- Goal of the exercise
Report how many lines in the records below contain the string "trunk", matching case exactly. Give only the number.

Named-object pointing records:
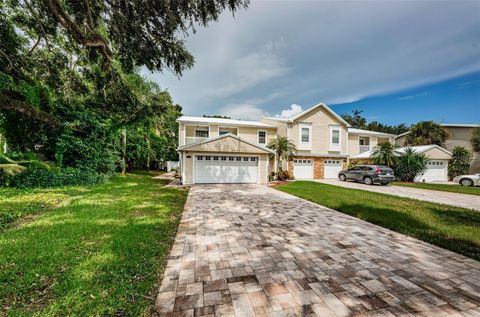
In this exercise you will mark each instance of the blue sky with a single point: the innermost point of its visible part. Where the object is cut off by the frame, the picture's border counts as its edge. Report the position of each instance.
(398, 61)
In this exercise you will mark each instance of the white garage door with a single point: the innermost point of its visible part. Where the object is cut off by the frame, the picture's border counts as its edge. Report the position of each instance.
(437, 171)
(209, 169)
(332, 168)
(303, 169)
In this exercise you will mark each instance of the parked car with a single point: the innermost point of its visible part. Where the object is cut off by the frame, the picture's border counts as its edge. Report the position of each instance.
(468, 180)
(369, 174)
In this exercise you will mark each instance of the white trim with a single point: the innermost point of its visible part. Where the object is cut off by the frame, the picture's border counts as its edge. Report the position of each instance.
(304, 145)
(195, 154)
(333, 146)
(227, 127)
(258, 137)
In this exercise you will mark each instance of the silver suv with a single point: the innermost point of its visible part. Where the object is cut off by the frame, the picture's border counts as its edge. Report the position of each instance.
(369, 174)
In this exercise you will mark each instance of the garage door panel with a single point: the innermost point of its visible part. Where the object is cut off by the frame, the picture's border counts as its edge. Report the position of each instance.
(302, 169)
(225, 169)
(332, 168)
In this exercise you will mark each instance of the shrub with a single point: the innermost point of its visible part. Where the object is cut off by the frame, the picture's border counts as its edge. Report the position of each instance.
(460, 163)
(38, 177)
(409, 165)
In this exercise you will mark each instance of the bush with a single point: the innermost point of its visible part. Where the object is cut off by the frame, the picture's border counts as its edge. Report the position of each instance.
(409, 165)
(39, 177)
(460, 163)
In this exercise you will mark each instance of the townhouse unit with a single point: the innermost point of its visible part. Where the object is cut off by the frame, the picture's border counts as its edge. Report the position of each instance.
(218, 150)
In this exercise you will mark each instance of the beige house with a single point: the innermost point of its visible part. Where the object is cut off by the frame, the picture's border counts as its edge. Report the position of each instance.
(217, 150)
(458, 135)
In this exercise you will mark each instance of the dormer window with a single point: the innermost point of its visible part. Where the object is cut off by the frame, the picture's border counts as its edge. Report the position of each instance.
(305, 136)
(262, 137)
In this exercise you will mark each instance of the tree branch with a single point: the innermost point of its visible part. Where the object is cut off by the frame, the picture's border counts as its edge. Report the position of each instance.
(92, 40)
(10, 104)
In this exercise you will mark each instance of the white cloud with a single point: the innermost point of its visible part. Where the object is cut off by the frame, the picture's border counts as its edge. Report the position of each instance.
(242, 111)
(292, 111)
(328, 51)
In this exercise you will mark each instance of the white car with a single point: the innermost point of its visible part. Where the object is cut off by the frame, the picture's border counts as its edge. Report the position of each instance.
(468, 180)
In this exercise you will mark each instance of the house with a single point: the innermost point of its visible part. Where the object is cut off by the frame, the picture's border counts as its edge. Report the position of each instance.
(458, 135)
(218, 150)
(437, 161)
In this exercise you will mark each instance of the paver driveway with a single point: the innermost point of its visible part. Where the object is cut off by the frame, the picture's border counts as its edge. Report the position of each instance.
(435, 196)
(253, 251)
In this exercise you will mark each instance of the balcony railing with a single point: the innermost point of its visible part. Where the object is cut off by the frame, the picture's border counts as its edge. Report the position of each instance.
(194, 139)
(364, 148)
* * *
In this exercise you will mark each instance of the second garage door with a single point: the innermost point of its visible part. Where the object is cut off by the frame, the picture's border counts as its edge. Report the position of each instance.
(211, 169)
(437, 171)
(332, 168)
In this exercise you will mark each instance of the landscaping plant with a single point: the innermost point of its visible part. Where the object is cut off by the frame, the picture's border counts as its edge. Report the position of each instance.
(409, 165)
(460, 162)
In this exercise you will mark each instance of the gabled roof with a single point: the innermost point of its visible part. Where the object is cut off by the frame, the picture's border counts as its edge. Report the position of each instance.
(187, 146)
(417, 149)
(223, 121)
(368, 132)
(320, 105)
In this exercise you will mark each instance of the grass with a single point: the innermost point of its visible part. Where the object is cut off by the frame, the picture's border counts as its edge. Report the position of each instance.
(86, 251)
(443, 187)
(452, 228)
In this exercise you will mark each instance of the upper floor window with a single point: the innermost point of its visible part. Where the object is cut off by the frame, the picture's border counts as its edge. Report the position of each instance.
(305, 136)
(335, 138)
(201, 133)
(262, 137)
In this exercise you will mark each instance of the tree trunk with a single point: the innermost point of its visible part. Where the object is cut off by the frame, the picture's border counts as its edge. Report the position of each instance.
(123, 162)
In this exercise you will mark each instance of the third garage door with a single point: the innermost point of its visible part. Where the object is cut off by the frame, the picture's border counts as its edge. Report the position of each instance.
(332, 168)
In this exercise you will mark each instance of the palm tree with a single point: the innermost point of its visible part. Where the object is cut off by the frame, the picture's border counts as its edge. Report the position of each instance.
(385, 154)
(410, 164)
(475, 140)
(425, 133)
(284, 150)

- Task solution
1